• [Podany fragment]:
Kawałek Jefferson Airplane przypomina mi, że mam w plecaku pomarańcze. Postanawiam rozdać każdemu po jednej. Są zimne i jakby wilgotne. Wrażenie dotyku jest bardzo osobliwe. Dochodzimy do wniosku, że kwas działa na bardzo różnych poziomach - wizualnym, słuchowym, cielesnym, na poziomie rozmowy itd. Zimna pomarańcza sprawie wrażenie jakby była plastyczną kulką, którą można uformować w dowolny sposób. Trochę jak ciastolinowe ludki robione z mąki i balonów, sprzedawane kiedyś w turystycznych miejscowościach, ale inne w dotyku. Każdy z nas trzyma pomarańczę w ręku. Stają się ona dla nas czymś w rodzaju bezpiecznego punktu odniesienia. Kiedy rozmowy szły już tak daleko, że już nikt nie rozumiał o co chodzi, wystarczyło wyciągnąć przed siebie owoc, a wtedy wszyscy się uspokajali i kiwali głowami ze zrozumieniem. - Aha, pomarańcza, wszystko ok.

• [Polecenia do wykonania]:
**a)** Przedstaw akapit podanego fragmentu, który zaczyna się od słów „Kawałek Jefferson Airplane”, w formie krótkiej listy punktów. Zachowaj jego najważniejsze fakty.
**b)** Zwróć każdy wiersz listingu, w którym występuje słowo „back”.

• [Fragment zbioru danych]:

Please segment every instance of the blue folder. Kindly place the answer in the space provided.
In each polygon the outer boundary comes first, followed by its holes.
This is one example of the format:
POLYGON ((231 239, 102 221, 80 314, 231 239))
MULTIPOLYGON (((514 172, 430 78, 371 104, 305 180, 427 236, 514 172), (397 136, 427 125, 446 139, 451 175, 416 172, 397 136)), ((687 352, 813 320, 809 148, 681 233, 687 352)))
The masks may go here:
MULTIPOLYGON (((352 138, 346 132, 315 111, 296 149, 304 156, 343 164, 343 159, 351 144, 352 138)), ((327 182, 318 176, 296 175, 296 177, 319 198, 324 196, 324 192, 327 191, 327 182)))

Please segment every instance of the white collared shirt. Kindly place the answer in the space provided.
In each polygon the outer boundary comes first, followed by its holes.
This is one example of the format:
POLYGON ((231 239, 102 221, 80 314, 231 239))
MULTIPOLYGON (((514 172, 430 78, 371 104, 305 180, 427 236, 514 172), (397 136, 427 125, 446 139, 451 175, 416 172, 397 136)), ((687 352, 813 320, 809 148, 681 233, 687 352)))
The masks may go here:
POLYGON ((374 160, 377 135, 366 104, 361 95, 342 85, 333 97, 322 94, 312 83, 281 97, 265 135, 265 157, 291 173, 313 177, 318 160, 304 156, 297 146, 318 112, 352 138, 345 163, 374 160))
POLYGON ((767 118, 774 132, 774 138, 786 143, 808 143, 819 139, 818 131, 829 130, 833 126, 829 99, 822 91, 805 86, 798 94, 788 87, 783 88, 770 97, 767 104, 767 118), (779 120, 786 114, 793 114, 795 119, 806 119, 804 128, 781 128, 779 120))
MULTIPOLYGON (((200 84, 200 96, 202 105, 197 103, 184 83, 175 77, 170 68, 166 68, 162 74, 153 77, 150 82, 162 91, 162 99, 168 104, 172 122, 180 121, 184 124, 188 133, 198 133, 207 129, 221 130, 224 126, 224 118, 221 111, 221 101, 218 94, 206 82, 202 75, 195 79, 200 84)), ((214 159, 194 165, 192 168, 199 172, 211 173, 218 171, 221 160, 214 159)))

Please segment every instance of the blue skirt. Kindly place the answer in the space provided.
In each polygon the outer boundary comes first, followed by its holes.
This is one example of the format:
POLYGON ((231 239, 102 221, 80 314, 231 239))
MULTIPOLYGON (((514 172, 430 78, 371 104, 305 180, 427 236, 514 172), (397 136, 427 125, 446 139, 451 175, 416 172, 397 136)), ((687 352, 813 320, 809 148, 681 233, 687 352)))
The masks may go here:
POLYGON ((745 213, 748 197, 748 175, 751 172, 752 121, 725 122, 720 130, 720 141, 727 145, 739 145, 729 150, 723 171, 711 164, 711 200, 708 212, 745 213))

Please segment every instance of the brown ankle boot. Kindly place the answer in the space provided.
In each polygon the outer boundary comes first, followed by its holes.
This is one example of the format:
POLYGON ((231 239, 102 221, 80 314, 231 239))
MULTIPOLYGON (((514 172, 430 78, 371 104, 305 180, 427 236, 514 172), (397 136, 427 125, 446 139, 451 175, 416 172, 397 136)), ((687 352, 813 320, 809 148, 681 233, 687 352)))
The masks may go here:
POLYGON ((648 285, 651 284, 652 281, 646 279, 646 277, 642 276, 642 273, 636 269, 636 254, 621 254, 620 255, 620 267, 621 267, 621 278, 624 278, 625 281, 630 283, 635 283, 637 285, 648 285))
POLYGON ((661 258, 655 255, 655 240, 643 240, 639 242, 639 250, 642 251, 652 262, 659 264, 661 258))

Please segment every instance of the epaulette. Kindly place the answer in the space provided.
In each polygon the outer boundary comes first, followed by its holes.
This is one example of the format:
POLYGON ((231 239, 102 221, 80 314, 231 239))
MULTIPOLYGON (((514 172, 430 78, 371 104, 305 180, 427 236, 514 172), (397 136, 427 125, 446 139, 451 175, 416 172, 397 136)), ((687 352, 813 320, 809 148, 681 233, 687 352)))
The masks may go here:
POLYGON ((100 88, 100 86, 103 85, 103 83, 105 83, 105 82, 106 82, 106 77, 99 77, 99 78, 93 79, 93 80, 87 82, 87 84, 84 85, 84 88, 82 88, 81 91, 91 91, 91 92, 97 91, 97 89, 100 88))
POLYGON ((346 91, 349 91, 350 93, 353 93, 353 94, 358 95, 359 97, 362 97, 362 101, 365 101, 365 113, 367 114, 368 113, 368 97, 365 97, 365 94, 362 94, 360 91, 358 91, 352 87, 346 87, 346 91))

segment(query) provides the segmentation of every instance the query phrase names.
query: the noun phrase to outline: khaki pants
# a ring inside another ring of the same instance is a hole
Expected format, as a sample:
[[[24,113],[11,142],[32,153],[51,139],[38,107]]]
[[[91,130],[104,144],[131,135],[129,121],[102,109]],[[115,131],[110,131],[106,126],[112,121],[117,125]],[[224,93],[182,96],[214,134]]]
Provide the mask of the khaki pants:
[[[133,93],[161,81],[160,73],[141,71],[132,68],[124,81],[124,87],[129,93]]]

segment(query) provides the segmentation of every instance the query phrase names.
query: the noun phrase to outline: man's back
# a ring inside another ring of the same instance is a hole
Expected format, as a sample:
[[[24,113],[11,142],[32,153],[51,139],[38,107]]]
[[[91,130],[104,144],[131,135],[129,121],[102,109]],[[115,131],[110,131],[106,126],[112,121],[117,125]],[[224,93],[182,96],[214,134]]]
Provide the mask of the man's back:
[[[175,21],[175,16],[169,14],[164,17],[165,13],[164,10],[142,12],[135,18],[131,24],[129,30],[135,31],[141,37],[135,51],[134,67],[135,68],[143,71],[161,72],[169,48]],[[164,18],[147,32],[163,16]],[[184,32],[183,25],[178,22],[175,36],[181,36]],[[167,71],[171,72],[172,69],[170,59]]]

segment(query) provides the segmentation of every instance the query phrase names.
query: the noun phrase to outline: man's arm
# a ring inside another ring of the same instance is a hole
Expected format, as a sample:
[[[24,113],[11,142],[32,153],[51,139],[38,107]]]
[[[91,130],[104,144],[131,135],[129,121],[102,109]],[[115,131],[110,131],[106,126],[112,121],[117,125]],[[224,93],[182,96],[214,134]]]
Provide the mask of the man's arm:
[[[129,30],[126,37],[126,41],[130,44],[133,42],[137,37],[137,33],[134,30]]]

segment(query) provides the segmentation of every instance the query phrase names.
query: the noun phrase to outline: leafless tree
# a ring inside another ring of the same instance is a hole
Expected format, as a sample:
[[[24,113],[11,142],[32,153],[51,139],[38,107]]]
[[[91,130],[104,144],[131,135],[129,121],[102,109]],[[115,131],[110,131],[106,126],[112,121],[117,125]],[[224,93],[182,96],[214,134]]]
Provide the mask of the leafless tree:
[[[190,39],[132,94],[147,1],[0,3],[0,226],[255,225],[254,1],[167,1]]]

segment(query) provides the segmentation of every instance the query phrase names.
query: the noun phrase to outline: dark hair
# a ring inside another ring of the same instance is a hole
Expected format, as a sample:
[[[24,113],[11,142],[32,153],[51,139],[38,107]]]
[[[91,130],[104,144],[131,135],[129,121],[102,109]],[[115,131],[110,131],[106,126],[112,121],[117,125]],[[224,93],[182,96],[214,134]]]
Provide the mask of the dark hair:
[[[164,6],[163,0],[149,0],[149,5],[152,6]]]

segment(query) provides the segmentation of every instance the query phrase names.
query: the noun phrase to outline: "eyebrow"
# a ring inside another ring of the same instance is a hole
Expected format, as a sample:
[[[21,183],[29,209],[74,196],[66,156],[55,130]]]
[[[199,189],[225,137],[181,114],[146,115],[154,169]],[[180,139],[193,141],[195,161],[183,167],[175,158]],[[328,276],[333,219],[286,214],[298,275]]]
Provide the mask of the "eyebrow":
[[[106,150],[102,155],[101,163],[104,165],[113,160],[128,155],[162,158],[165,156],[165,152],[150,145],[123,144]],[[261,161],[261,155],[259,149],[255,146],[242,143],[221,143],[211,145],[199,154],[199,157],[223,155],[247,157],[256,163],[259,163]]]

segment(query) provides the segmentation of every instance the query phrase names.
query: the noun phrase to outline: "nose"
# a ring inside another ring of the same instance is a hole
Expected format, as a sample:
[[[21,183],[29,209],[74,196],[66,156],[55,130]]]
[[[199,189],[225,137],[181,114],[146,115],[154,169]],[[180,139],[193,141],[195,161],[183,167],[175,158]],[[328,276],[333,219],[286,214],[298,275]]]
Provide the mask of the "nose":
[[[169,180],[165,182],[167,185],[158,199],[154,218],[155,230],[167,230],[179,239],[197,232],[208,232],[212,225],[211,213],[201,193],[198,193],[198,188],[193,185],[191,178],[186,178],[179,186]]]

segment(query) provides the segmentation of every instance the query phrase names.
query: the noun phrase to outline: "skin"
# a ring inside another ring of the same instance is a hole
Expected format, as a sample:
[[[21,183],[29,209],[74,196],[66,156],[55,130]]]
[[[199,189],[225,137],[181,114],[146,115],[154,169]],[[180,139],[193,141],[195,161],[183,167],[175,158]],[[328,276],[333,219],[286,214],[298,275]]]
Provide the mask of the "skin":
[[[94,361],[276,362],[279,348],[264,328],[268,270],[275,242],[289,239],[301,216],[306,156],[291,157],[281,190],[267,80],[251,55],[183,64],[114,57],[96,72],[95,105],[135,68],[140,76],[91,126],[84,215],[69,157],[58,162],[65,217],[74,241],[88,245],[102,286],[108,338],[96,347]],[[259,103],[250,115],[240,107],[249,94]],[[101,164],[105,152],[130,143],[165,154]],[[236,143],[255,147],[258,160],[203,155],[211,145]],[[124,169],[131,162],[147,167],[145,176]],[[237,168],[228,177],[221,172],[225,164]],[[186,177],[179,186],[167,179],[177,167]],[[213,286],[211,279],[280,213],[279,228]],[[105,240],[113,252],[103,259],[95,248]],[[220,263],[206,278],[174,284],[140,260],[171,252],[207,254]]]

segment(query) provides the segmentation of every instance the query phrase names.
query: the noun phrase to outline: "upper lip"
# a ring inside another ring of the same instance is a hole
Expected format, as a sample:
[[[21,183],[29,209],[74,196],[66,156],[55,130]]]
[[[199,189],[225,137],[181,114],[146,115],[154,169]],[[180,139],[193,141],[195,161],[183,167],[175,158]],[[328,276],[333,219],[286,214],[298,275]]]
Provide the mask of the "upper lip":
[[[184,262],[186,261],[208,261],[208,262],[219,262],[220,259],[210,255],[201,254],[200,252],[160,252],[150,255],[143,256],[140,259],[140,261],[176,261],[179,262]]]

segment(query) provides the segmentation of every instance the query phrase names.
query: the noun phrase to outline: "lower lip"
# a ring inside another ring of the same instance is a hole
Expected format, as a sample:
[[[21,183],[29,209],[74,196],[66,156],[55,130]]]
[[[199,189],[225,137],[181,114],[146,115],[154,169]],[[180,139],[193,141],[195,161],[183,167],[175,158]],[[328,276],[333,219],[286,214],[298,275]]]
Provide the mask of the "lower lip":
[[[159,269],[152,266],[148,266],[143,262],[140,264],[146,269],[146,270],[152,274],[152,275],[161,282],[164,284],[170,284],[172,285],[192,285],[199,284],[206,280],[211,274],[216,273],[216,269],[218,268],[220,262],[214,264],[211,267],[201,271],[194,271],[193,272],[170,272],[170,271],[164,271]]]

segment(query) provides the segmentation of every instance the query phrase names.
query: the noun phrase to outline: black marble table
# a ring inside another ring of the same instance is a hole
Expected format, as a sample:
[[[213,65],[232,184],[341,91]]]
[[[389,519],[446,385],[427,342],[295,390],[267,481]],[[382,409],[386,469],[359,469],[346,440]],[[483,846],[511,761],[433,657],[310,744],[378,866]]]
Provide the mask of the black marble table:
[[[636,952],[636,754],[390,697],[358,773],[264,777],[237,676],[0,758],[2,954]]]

• [Pełne odpowiedzi]:
**a)**
- Utwór Jefferson Airplane przypomina o pomarańczach w plecaku. Każdy z obecnych dostaje po jednej.
- Owoce są zimne i jakby wilgotne, a ich dotyk wydaje się bardzo osobliwy.
- Uczestnicy dochodzą do wniosku, że kwas działa na wielu poziomach: wizualnym, słuchowym, cielesnym i na poziomie rozmowy.
- Zimna pomarańcza sprawia wrażenie plastycznej kulki, którą można dowolnie uformować. Przypomina ciastolinowe ludki z mąki i balonów sprzedawane dawniej w miejscowościach turystycznych, choć różni się od nich w dotyku.
- Trzymane w rękach pomarańcze stają się bezpiecznym punktem odniesienia. Gdy rozmowa staje się dla wszystkich niezrozumiała, wystarczy wyciągnąć przed siebie owoc, a wszyscy się uspokajają.

**b)**
query: the noun phrase to outline: man's back
Provide the mask of the man's back:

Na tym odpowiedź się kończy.